■ SOURCE ■

On Thu, Jan 12, 2023 at 01:40:07PM -0800, Namhyung Kim wrote:
> Hello,
> 
> The perf_prepare_sample() is to fill the perf sample data and update the
> header info before sending it to the ring buffer.  But we want to use it
> for BPF overflow handler so that it can access the sample data to filter
> relevant ones.
> 
> Changes in v2)
>  * the layout change is merged
>  * reduce branches using __cond_set  (PeterZ)
>  * add helpers to set dynamic sample data  (PeterZ)
>  * introduce perf_prepare_header()  (PeterZ)
>  * call perf_prepare_sample() before bpf_overflow_handler unconditionally
> 
> This means the perf_prepare_handler() can be called more than once.  To
> avoid duplicate work, use the data->sample_flags and save the data size.
> 
> I also added a few of helpers to set those information accordingly.
> But it looks some fields like REGS_USER, STACK_USER and AUX are saved in
> the perf_prepare_sample() so I didn't add the helpers for them.
> 
> After than we can just check the filtered_sample_type flags begin zero
> to determine if it has more work.  In that case, it needs to update the
> data->type since it's possible to miss when PMU driver sets all required
> sample flags before calling perf_prepare_sample().

■ DO THIS ■
Carry on the mailing-list message above about perf_prepare_sample(), starting right after its final sentence.

■ EXCERPTED RECORDS ■
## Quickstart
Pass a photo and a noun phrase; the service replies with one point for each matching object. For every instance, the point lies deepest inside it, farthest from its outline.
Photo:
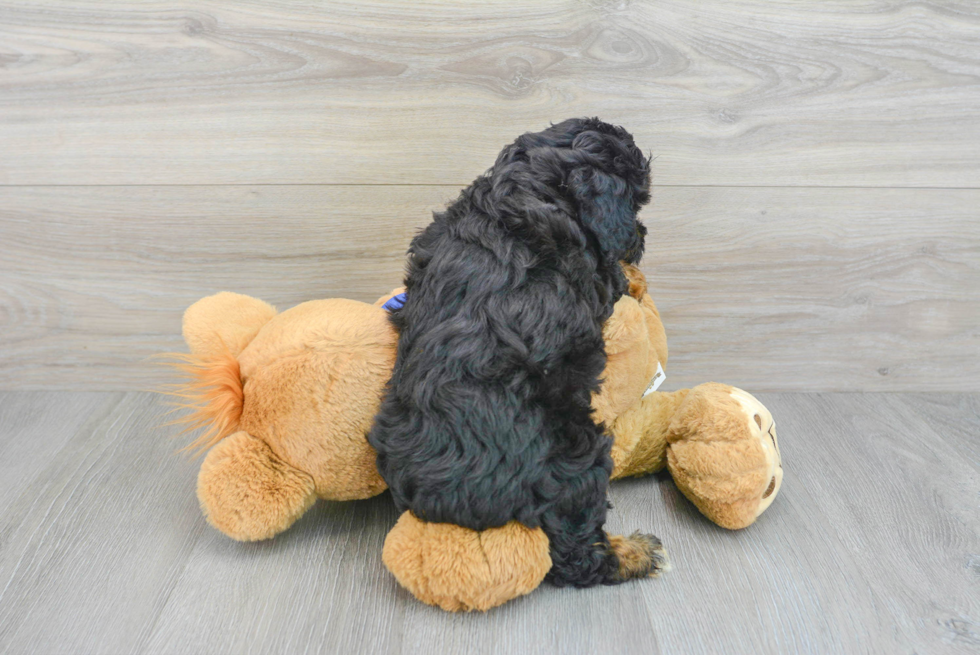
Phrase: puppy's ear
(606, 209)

---

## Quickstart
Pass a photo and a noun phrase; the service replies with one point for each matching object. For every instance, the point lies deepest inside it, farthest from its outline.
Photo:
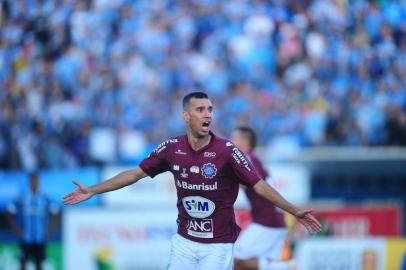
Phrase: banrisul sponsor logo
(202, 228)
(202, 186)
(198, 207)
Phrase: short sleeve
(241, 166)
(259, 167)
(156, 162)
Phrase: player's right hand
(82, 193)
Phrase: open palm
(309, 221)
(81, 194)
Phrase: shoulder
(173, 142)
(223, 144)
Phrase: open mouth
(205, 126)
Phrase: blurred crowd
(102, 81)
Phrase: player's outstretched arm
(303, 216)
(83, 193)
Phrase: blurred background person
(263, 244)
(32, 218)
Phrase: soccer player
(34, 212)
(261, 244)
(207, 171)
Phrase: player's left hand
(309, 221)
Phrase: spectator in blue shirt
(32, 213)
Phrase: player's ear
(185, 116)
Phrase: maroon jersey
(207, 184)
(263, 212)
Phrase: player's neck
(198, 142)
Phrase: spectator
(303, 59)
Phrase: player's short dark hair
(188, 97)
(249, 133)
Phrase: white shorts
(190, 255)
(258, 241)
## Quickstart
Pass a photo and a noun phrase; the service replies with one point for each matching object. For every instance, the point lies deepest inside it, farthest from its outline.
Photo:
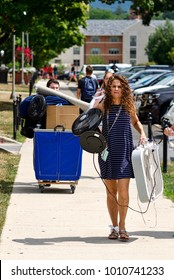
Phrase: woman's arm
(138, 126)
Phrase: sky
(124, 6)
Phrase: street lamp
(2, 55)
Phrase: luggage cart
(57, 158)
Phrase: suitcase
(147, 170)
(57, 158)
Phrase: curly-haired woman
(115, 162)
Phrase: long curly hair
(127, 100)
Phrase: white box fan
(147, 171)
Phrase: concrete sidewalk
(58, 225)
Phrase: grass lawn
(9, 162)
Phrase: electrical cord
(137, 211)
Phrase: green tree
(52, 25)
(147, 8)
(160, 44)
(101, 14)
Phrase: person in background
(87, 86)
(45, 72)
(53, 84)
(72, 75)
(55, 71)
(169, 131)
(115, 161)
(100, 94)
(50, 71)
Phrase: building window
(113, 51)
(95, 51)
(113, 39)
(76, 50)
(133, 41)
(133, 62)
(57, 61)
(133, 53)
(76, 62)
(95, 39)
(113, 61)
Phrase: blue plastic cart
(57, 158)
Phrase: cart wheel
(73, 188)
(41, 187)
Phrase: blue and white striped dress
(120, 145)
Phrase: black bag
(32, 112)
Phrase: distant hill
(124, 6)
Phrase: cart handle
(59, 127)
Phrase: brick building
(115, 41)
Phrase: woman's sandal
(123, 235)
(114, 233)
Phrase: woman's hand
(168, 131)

* * *

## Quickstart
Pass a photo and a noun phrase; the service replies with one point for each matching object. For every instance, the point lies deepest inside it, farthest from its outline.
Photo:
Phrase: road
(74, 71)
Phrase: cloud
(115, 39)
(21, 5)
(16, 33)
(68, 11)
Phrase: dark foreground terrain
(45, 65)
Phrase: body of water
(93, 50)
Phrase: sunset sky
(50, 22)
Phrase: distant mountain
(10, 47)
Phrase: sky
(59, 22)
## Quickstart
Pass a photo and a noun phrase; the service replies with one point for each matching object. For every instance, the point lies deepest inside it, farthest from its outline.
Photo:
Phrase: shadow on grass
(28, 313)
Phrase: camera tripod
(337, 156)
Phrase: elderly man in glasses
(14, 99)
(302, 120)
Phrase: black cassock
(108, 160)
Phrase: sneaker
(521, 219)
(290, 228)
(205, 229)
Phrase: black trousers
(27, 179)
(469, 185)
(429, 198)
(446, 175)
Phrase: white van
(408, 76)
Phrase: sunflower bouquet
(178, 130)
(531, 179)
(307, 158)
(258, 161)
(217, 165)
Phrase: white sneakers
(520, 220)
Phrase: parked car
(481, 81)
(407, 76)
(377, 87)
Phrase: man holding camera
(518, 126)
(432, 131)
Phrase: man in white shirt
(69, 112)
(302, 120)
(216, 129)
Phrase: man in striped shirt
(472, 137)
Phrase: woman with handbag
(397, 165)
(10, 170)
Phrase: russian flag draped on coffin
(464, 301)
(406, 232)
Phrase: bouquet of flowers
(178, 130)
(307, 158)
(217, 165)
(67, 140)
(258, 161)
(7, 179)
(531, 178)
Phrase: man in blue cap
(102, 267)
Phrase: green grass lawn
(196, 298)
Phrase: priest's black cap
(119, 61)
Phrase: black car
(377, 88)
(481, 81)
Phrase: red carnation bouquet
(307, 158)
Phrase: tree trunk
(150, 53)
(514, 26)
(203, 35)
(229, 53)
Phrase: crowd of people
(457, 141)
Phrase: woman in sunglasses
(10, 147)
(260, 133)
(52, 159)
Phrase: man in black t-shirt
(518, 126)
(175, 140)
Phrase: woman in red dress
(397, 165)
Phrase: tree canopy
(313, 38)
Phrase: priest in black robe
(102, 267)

■ RESULT FOR THIS EXERCISE ■
> 
> The code is also available at 'perf/prepare-sample-v2' branch in
> 
>   git://git.kernel.org/pub/scm/linux/kernel/git/namhyung/linux-perf.git
> 
> Thanks,
> Namhyung
> 
> 
> Cc: Song Liu <song@kernel.org>
> Cc: bpf@vger.kernel.org
> 
> 
> Namhyung Kim (8):
>   perf/core: Save the dynamic parts of sample data size
>   perf/core: Add perf_sample_save_callchain() helper
>   perf/core: Add perf_sample_save_raw_data() helper
>   perf/core: Add perf_sample_save_brstack() helper
>   perf/core: Set data->sample_flags in perf_prepare_sample()
>   perf/core: Do not pass header for sample id init
>   perf/core: Introduce perf_prepare_header()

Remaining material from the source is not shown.